EXERCISE AIM >> Set down each record exactly. Omit the pictures.
START SUPPLIED ENTRIES
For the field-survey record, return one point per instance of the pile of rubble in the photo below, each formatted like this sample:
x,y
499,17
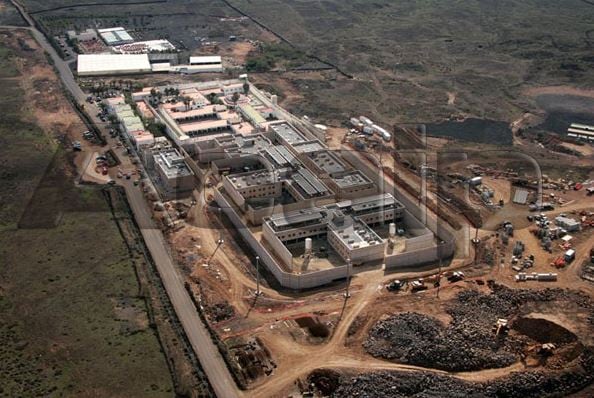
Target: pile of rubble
x,y
422,341
468,343
517,384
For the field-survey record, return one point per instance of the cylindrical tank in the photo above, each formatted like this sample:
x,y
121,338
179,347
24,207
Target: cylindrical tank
x,y
308,245
382,132
367,130
365,120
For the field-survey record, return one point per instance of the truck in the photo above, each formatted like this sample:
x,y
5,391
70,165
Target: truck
x,y
569,256
418,285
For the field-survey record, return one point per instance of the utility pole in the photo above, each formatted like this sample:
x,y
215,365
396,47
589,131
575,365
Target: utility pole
x,y
258,292
347,294
220,241
476,242
439,254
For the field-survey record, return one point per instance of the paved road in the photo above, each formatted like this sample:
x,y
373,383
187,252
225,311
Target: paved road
x,y
208,354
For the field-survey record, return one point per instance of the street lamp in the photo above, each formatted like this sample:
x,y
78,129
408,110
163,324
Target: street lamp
x,y
347,294
220,241
258,292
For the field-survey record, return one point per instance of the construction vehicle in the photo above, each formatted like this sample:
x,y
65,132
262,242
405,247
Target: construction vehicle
x,y
418,285
501,327
559,263
569,255
546,349
396,285
456,276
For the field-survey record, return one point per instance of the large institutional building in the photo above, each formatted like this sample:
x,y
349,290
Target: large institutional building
x,y
310,213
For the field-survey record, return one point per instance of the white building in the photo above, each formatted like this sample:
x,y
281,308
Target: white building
x,y
112,64
115,36
87,35
206,60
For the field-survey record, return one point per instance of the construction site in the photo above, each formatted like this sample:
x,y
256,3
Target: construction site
x,y
300,306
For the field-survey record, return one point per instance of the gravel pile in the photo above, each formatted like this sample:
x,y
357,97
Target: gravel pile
x,y
468,342
427,385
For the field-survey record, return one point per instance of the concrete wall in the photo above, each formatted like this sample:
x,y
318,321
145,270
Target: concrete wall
x,y
414,216
416,253
419,242
292,281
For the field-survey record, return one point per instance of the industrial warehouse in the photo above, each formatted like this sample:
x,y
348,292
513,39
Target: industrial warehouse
x,y
311,214
118,54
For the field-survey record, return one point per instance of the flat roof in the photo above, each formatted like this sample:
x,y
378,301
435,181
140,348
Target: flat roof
x,y
206,59
205,111
309,183
203,125
296,217
309,146
374,202
287,133
251,113
352,232
327,161
172,163
112,63
256,178
139,47
351,179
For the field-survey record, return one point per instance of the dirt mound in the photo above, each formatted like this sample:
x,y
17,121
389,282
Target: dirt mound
x,y
469,343
423,341
544,331
533,384
315,327
324,381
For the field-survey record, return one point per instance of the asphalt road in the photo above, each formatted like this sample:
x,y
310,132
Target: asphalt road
x,y
213,364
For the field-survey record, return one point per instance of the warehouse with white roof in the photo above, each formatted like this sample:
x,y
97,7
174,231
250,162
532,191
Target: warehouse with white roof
x,y
112,64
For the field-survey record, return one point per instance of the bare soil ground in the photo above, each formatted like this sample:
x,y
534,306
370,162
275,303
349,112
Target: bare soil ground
x,y
68,289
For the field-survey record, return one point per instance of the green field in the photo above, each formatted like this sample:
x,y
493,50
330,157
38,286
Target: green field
x,y
73,321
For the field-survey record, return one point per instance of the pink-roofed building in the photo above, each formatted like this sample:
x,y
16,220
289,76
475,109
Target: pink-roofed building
x,y
142,138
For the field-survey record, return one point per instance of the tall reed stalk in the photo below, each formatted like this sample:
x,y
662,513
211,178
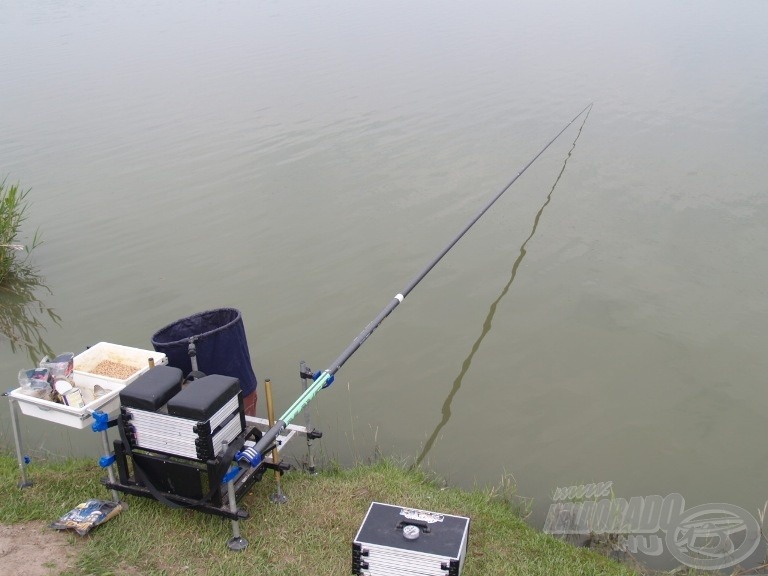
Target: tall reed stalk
x,y
13,212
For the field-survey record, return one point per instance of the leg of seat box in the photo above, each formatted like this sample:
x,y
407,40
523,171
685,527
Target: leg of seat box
x,y
17,438
237,543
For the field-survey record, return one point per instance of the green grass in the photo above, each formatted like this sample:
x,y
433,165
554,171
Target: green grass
x,y
311,534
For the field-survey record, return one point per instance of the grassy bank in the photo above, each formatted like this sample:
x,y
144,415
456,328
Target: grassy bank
x,y
311,534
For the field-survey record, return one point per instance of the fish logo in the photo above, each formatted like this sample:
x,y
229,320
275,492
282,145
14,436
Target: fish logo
x,y
713,536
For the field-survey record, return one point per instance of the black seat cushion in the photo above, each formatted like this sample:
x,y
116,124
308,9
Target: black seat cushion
END SUPPLIED ENTRIES
YOUR RESPONSE >>
For the field-survey record, return one point per instance of the pile of rubble in the photo below, each formatted like this sample:
x,y
499,17
Target: pile of rubble
x,y
422,341
468,343
517,384
For the field-survey record, return one point per instance of the cylindrical tank in the photo above, each formatted like this sample:
x,y
121,338
179,347
24,207
Target: cylindrical tank
x,y
308,245
382,132
367,130
365,120
For the field-survey record, return one point per instance of the truck in the photo above, each formatted like this sample:
x,y
5,391
70,165
Target: truck
x,y
569,256
418,285
For the field-survey record, return one point per instance of the utility pole in the photo above, each formatted like this sample:
x,y
215,365
396,47
589,131
575,365
Target: utility pole
x,y
258,292
347,294
220,241
476,242
439,254
For the field-survey record, return one point per instance of the paved road in the photo above, each formatted like this sample:
x,y
373,383
187,252
225,311
Target: paved road
x,y
208,354
For the field-survey record, return one point per instance of the street lamp in the photo above, each formatted like this sample:
x,y
78,129
408,110
163,324
Target: street lamp
x,y
347,294
220,241
258,292
For the field-survey record, return one point per instance of the construction vehicle in the photo above, each formatted like this sample:
x,y
65,132
262,242
405,247
Target: construction vehicle
x,y
418,285
501,327
559,263
569,255
546,349
396,285
456,276
For the field-survey record, return one point per instance of the large institutional building in the photo above, each formatted like this sample:
x,y
349,290
Target: large institutional building
x,y
310,213
For the field-survey record, return one point per instance of the white building in the photo above, each formatted like this sample:
x,y
281,308
Target: white building
x,y
112,64
115,36
87,35
206,60
For the field-survey record, return one point per instance of the construction site in the photo above, each formatted like this sample:
x,y
256,3
Target: construction site
x,y
300,306
For the field-survey record, return one point per instance of the gravel pile in the photo above, each formatted like this sample:
x,y
357,97
Target: gravel pile
x,y
468,342
427,385
For the field-survey record, return one point per instance of the concrete wall in the photo above, each formatted like this sample:
x,y
318,321
145,270
Target: concrete wall
x,y
414,216
416,253
419,242
292,281
For the field-survey record, return one point per instance of the industrial warehouse in the photo above, each formatted like this sample:
x,y
348,292
513,39
Target: industrial warehouse
x,y
311,214
118,54
For the field-survey record, return one point per instance of the flat roof in the photo above, each formatted like this sample:
x,y
378,301
435,181
140,348
Target: flat roof
x,y
206,59
205,111
309,183
203,125
296,217
309,146
374,202
287,133
251,113
352,232
327,161
172,163
112,63
256,178
139,47
351,179
For the field-survey record, return one point per instance of the dirt mound in the photo above, each formatted like this sample:
x,y
17,121
389,282
Target: dirt mound
x,y
469,343
423,341
544,331
533,384
315,327
324,381
For the field-survey record, return one point per instance of the asphalt road in the photo above, each formatted like this sample:
x,y
310,132
Target: asphalt road
x,y
213,364
For the field-survey record, return one point per instance of the warehouse with white roof in the photo above, each formatted like this sample:
x,y
97,7
174,231
250,162
532,191
Target: warehouse with white roof
x,y
112,64
For the field-survey record, return one point per instance of the bare soil ground in the photo above, each formatted like this sample:
x,y
534,306
370,162
275,303
349,112
Target: bare soil ground
x,y
68,289
For the field-survey record, return one point per instance of the green field in the photo above, each formatted like this sample:
x,y
493,50
330,157
38,286
Target: green field
x,y
73,321
For the field-survey record, return one point per instance of the pink-roofed building in the photo above, each formatted like this sample:
x,y
16,220
289,76
475,109
Target: pink-roofed building
x,y
142,138
For the field-survey record, return one point per instance of the tall reed stalk in the photo below, each formatted like this sample:
x,y
662,513
211,178
Target: tall reed stalk
x,y
13,212
For the field-survey record, return one point per instance of the leg of seat box in the photo above, each formatted like this sample:
x,y
407,40
523,171
685,527
Target: leg of seat box
x,y
17,438
237,543
For the field-survey record, return one point per instance of the green grass in the photo above, each formatted like this sample:
x,y
433,165
554,171
Target: green grass
x,y
311,534
For the field-survey record, return one point per instance of the grassy bank in the photo above, each formatted like this sample:
x,y
144,415
456,328
Target: grassy bank
x,y
311,534
For the field-survey record, return one point per instance of the fish logo in the photo above, each formatted like this sample:
x,y
229,320
275,492
282,145
14,436
Target: fish logo
x,y
713,536
For the field-survey record, return one point per instance of the black seat cushion in the photo above, each formatted like this sample:
x,y
116,124
308,9
Target: black seat cushion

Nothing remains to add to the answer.